• Passage to read:
# Log splitter cylinder 2500psi vs 3000psi?



## Slick (Oct 29, 2010)

I have a 24" 3000psi welded cylinder on my splitter now, looking to upgrade to a 30". There are a ton of tie rod 2500psi cylinders out there, the 3000psi ones are obviously more expensive but add to that I'd prefer not to get clevis ends (will have to then rework my moving ram also) and the 3K non clevis end cylinders are double what I can get a 2500psi one for. 
I currently run my splitter of a small bobat mt50 walk behind skid steer so the 2500psi would actually be fine but at some point I may make a "normal" splitter out of it and use a traditional two stage pump....so the question is 2500 or 3000psi...how much of a difference does it make?


Thanks,


----------



## BlueRidgeMark (Oct 29, 2010)

I guess it depends on how much safety margin you want. MOST splitters run 2000-2250, I'm told.


----------



## John R (Oct 29, 2010)

You should be fine with a 2500 lbs, most pumps that you would buy for a log splitter will only build a max pressure of 2200/2500 lbs anyway.


----------



## beavis331 (Oct 29, 2010)

Your pressure is dictated by your pressure relief valve. Most pumps will put out at least 3000lbs. But it is extremely rare to see a hydraulic system that runs that high. Espescially a log splitter. Most run 2000 to 2250 as stated by BlueRidgeMark. As a matter of fact most systems have the relief valve in the control and are set from the factory typically at 2250 psi. Either cylinder will work just fine for your current and future applications. Its just a matter of how much it is worth to you in reworking your clevis mounts.


----------



## m37 (Oct 29, 2010)

I have my pressure set at 2600, at an idle. if i give the motor a little throttle and it puts out 2800. My hoses have a working pressure of 3500. My pump puts out 3000 psi.


----------



## kevin j (Oct 30, 2010)

As beav stated, fixed displacement pumps (single or two stage are still fixed displacement gear pumps) don't put out 'pressure' they move flow by volume. Pressure is resistance to flow. With heavy load, the pressure climbs until something limits it: wood splits, engine stalls, structure breaks, hose or pump or cylinder splits open, etc. The relief valve bypasses pressure from the pressure line to tank line at some preset number to prevent broken parts. Relief valve will 'crack' at some pressure setting, then have a rise slightly as flow increases, maybe a couple hundred psi usually.

RV is usually located in the manual control valve just due to economy. Most Prince and Energy and other logsplitter valves are screw adjustable. Some industrial valves are shimmed, or sometimes the preset cartridge must be changed. You probasbly have a simple screw adjustment. Many good posts and pics about adjusting that.


A relief valve is ESSENTIAL to any hydraulic system with fixed pumps.

A two stage pump should unload at 700-900, it is not going across relief at that point. nly when it hits the higher 2500-3000 setting does it relieve, and that will be the low flow 2 to 5 gpm.
A single stage pump will relieve all its flow at the RV setting, so the differene between low idle and high idle pressure might rise a bit more.. 

Force on the splitter is proportional to pressure, so backing the relief down from 3000 to 2500 is a 500/3000 = 1/6 reduction in MAXIMUM force. If the wood only takes 500 oir 2400 to split you will see no difference at all. T'he RV does not affect flow, or 'create' the pressure, it just limits the maximum pressure.

• Recorded information:
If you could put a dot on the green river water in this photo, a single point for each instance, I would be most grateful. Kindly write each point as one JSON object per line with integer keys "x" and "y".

• Exercise instructions:
Please answer from the log splitter thread: at what pressure are factory relief valves typically set? Nothing in the listing is needed for this.

• Solution to the problem:
Typically 2250 psi.